WHAT THE EXERCISE ASKS:
This exercise calls for printing every record exactly once more.

Region pointing data:
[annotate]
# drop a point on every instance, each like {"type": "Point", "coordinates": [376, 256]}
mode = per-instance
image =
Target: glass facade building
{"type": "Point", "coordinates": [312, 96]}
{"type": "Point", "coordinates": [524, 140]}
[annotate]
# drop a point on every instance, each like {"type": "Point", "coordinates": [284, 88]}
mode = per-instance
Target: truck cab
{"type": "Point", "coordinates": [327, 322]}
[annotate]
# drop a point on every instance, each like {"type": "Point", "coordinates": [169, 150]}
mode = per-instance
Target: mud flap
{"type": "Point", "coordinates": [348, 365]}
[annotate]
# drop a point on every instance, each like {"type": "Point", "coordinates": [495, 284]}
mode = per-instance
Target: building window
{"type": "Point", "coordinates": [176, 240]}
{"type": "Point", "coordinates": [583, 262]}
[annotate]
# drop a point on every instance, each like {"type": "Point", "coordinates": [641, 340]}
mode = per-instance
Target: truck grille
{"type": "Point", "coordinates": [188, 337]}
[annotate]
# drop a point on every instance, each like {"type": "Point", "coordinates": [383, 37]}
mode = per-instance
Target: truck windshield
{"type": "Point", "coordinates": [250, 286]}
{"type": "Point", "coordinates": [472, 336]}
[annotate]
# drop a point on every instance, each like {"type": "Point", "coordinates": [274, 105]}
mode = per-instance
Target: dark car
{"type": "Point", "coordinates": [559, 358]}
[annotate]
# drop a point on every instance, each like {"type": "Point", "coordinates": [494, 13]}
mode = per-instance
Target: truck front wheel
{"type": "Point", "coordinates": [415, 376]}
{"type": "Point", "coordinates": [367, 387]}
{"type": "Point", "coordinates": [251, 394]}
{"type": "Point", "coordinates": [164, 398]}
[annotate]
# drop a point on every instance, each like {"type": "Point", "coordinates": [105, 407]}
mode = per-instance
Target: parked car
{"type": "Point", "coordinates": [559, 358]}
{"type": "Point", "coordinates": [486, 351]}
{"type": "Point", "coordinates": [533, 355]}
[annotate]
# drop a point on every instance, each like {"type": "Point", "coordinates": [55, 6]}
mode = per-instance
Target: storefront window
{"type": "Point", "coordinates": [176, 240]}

ANSWER TO THE EXERCISE:
[annotate]
# drop a point on every instance, each like {"type": "Point", "coordinates": [376, 256]}
mode = per-instance
image =
Target: glass facade building
{"type": "Point", "coordinates": [312, 96]}
{"type": "Point", "coordinates": [524, 140]}
[annotate]
# drop a point on every instance, each like {"type": "Point", "coordinates": [284, 88]}
mode = per-instance
Target: truck cab
{"type": "Point", "coordinates": [327, 322]}
[annotate]
# drop a point on every instance, each like {"type": "Point", "coordinates": [169, 150]}
mode = per-instance
Target: mud flap
{"type": "Point", "coordinates": [348, 365]}
[annotate]
# drop a point on every instance, each like {"type": "Point", "coordinates": [495, 284]}
mode = per-instance
Target: building window
{"type": "Point", "coordinates": [176, 240]}
{"type": "Point", "coordinates": [583, 262]}
[annotate]
# drop a point on every instance, each like {"type": "Point", "coordinates": [641, 340]}
mode = per-instance
Target: truck grille
{"type": "Point", "coordinates": [188, 337]}
[annotate]
# drop a point on every instance, each like {"type": "Point", "coordinates": [383, 37]}
mode = per-instance
Target: truck windshield
{"type": "Point", "coordinates": [250, 286]}
{"type": "Point", "coordinates": [472, 336]}
[annotate]
# drop a point on every instance, each like {"type": "Point", "coordinates": [274, 105]}
mode = per-instance
Target: dark car
{"type": "Point", "coordinates": [559, 358]}
[annotate]
# drop a point on every instance, each like {"type": "Point", "coordinates": [494, 13]}
mode = per-instance
Target: truck front wheel
{"type": "Point", "coordinates": [415, 376]}
{"type": "Point", "coordinates": [367, 387]}
{"type": "Point", "coordinates": [251, 394]}
{"type": "Point", "coordinates": [164, 398]}
[annotate]
# drop a point on every instance, each like {"type": "Point", "coordinates": [105, 407]}
mode = per-instance
Target: parked car
{"type": "Point", "coordinates": [559, 358]}
{"type": "Point", "coordinates": [486, 351]}
{"type": "Point", "coordinates": [533, 355]}
[annotate]
# drop a point on every instance, each like {"type": "Point", "coordinates": [55, 6]}
mode = per-instance
Target: storefront window
{"type": "Point", "coordinates": [176, 240]}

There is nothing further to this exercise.